=== Begin Enclosure ===
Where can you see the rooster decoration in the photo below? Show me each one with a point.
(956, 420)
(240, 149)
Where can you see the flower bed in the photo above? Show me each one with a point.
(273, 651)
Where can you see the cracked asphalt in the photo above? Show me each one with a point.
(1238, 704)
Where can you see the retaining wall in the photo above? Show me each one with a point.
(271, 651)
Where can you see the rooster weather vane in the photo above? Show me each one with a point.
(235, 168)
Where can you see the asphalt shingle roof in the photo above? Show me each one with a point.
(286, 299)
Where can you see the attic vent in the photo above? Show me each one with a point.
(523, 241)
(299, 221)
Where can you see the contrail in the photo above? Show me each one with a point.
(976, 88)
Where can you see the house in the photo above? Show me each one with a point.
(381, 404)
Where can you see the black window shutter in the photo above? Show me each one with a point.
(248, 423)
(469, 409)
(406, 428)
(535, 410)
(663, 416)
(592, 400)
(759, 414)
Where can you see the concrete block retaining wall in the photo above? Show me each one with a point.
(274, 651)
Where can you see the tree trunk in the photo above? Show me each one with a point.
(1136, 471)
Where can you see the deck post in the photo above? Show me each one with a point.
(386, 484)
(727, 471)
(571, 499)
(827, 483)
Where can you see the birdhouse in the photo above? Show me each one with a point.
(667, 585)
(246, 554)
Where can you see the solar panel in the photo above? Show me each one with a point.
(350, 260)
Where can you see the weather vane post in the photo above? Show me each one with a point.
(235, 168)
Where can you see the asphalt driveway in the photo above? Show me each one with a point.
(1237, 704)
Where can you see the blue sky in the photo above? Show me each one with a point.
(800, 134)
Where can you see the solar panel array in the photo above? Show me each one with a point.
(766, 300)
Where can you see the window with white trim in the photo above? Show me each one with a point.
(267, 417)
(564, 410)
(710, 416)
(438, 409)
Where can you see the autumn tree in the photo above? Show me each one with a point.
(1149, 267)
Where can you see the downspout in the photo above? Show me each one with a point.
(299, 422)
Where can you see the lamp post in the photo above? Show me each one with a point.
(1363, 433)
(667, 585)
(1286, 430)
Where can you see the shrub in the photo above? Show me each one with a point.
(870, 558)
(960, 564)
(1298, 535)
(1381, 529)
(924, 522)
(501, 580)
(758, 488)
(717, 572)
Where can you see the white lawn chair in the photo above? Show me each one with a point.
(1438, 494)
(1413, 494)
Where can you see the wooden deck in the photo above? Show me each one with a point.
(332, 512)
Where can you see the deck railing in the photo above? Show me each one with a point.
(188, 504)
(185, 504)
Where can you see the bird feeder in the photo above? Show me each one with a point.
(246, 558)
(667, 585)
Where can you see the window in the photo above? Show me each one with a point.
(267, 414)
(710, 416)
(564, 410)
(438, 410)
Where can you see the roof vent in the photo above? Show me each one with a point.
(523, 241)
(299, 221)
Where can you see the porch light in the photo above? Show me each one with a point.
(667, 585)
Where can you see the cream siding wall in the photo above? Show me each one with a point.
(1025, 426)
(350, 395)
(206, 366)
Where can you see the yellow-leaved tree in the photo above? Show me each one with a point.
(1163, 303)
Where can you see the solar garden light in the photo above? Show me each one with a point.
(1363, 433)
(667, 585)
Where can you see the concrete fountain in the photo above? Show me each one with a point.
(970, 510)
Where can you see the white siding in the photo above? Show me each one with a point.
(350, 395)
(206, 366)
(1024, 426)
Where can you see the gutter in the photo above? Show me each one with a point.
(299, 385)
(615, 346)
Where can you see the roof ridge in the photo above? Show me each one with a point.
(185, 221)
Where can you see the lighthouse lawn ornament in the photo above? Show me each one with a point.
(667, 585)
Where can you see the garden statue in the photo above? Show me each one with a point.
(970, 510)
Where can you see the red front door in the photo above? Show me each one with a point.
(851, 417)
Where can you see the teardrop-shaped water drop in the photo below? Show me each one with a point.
=== End Enclosure ===
§ About this task
Retype each record exactly, leaving nothing out.

§ Response area
Where can you see the rooster decoration in the photo below? Show me each one with a point.
(956, 420)
(240, 149)
Where can you see the flower bed in the photo above? Show me each one with a point.
(273, 651)
Where can you see the cracked asphalt in the photo above? Show me each one with a point.
(1238, 704)
Where can you see the retaining wall in the photo above? Show me each one with a point.
(271, 651)
Where can you see the rooster weather vane in the photo above? Show me each one with a point.
(235, 168)
Where can you see the asphalt shingle roof in the photo above? Show me each one with a point.
(286, 299)
Where can you see the attic vent in the photo above? Show me each one with a point.
(523, 241)
(299, 221)
Where can you see the contrail in the photo above? Show me each one with a point.
(976, 88)
Where can you see the house in the photo above? Show me each one with a point.
(381, 404)
Where can you see the black window shutter in the photo above? Show me each one with a point.
(248, 423)
(469, 409)
(406, 428)
(535, 410)
(663, 416)
(592, 400)
(759, 414)
Where can you see the concrete block retaining wall in the photo above? Show me each one with a point.
(274, 651)
Where can you see the tree trunk in the photo above? Show me each one with a point.
(1136, 471)
Where can you see the deck post in the photo above? Show me each one with a point.
(386, 484)
(727, 471)
(571, 499)
(827, 483)
Where can you see the birdhouse in the photo above? Show me each one with a point.
(667, 585)
(246, 554)
Where can you see the solar panel in the photo above? Show me each one with a point.
(350, 260)
Where can you see the weather vane post in the photo above? Show me each one with a point.
(235, 168)
Where can you see the asphalt driveway in the photo above? Show me each one with a point.
(1237, 704)
Where can you see the blue sky in the photo above? Show me each one with a point.
(800, 134)
Where can you see the solar panel array in the photo above? Show me each one with a point.
(766, 300)
Where can you see the window with white trim in the photo above? Show me each one with a point.
(267, 417)
(564, 410)
(710, 416)
(438, 409)
Where can you see the autumn tree in the photo above? Show me each one with a point.
(1149, 267)
Where can you see the downspout in the photo above? Show me each one with a point.
(299, 422)
Where can you see the lamp post in the photo above? Show me each one with a point.
(1363, 433)
(667, 585)
(1286, 430)
Where can you see the shrub in the photo above? Show me each one with a point.
(870, 558)
(960, 564)
(1298, 535)
(1381, 529)
(924, 522)
(501, 580)
(758, 488)
(717, 572)
Where can you see the white lawn chair in the photo above? Show me each one with a point.
(1438, 494)
(1413, 494)
Where can you see the wooden deck in the photo above? Show me each one with a point.
(332, 512)
Where can you see the deck railing in the photo above? Show me each one with a point.
(188, 504)
(185, 504)
Where can you see the bird feeder in the photo above? Show me each one with a point.
(246, 558)
(667, 585)
Where can you see the window in the photo above? Show me each one with a point.
(267, 414)
(710, 416)
(564, 410)
(438, 410)
Where can you see the roof vent in the photo above? Show me each one with a point.
(523, 241)
(299, 221)
Where can you see the porch light in the photo above? Show me each one with a point.
(667, 585)
Where can you see the cream siding wall in the photo above? Show me each one with a point.
(1025, 426)
(350, 395)
(206, 366)
Where can you see the yellow-leaved tree in the photo above? Show me each one with a point.
(1163, 303)
Where can you see the solar garden light in the photo above? Show me each one with a point.
(1363, 433)
(667, 585)
Where can you see the concrete fountain in the photo above? Show me each one with a point.
(970, 510)
Where can you see the white siding in the photo above? Show me each one with a point.
(350, 395)
(206, 366)
(1024, 426)
Where can you see the gutter in the photo above? Show me each one with a point.
(299, 385)
(615, 346)
Where can you see the roof ridge in the photo above? Show me each one with a point.
(185, 221)
Where can you see the lighthouse lawn ornament in the photo above? Show me each one with a point.
(667, 585)
Where can you see the garden statue in the photo above? Show me each one with a point.
(970, 510)
Where can you see the red front door in the photo above? Show me each one with a point.
(851, 417)
Where can you see the teardrop-shaped water drop in the photo below? Show me each one with a point.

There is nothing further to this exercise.